Given records Block Start
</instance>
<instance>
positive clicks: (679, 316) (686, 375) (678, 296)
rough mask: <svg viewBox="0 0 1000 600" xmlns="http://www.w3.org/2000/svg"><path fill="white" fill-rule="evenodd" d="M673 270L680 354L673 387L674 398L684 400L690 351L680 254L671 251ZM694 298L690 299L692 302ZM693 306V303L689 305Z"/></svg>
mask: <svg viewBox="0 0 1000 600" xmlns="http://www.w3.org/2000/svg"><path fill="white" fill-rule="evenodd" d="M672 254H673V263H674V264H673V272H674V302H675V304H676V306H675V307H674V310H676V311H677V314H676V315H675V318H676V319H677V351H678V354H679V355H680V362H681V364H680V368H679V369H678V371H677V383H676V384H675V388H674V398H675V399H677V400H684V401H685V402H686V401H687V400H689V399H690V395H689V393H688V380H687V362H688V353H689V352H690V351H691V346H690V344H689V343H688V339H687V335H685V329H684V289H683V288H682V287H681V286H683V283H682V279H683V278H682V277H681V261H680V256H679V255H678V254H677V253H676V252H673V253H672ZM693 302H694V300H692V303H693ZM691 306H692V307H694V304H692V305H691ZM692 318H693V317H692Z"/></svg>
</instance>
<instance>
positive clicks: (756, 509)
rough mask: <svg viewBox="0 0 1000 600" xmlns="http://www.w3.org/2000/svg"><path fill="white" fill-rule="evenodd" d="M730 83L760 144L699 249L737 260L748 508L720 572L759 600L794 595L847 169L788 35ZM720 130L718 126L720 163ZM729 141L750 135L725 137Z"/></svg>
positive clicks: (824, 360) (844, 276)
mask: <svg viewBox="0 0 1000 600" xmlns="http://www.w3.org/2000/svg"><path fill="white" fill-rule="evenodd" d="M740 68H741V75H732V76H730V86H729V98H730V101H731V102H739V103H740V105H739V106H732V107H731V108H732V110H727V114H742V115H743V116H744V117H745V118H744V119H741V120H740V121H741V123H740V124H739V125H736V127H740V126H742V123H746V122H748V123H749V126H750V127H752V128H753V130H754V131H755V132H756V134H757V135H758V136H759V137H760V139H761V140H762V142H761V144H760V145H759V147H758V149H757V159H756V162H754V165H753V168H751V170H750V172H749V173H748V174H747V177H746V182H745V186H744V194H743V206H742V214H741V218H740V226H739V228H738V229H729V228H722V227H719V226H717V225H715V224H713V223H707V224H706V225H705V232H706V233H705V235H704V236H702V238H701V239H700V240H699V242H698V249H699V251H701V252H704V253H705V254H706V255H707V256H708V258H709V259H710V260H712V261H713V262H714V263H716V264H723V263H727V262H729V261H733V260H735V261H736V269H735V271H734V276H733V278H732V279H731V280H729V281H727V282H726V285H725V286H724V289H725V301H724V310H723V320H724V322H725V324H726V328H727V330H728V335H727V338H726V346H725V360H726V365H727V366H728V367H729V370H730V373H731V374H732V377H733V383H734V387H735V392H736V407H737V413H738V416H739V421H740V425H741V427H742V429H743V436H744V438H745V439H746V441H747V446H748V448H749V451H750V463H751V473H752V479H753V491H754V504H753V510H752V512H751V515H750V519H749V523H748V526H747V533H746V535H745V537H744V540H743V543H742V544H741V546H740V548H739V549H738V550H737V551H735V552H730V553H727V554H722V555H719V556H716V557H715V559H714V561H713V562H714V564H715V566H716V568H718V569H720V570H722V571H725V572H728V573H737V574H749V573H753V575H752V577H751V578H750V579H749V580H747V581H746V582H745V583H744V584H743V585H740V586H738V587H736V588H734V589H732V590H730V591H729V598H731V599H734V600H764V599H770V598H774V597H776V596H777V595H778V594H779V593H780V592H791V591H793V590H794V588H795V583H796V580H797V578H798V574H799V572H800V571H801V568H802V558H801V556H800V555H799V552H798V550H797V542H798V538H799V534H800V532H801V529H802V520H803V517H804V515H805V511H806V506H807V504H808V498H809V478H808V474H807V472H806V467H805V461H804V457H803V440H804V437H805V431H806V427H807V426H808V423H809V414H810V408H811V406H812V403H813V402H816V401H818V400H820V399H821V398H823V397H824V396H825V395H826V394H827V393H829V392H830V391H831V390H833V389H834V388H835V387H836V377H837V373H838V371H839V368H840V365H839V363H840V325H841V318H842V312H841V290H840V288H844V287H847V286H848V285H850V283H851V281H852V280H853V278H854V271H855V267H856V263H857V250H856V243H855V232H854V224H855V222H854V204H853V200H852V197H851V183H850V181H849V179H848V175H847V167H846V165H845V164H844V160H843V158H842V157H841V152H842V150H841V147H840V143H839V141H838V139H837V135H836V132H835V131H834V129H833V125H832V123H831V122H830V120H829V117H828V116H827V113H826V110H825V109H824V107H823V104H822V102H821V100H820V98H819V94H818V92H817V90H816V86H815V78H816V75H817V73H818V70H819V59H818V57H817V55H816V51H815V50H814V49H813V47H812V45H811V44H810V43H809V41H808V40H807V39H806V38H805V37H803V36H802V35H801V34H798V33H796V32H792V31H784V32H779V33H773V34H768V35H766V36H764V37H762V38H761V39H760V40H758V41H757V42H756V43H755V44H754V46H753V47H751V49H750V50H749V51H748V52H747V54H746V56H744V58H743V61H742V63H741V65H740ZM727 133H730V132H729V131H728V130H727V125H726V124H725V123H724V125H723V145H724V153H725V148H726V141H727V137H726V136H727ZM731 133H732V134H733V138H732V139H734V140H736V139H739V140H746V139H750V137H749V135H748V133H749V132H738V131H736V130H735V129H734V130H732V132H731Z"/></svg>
Given records Block End
§ What to work on
Rewrite the data from its first line through the line containing "positive clicks: (679, 316)", changing "positive clicks" to "foreground clicks" and keeping everything else the same.

§ Solution to the exercise
</instance>
<instance>
foreground clicks: (679, 316) (686, 375) (678, 296)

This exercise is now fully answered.